Give back the lines of every entry below word for word, leaving out the pictures.

━━━ RECORD EXTRACTS

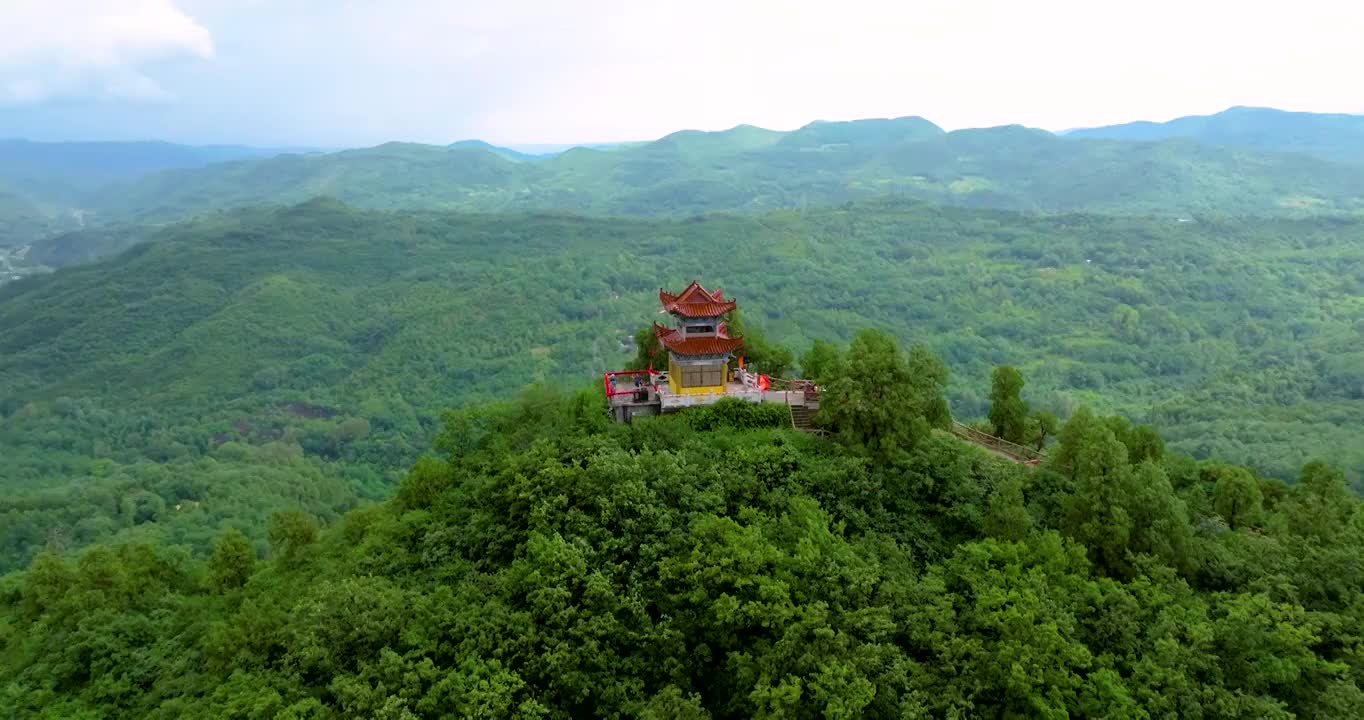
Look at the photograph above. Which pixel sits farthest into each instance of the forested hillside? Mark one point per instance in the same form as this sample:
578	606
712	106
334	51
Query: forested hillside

━━━━━━

▸ FULL OUTPUT:
Look at the photograph above. Which pixel sits farthest into each instance of the forested hillside? Mark one point per instance in the same form as this sample:
578	606
712	106
334	51
Query: forested hillside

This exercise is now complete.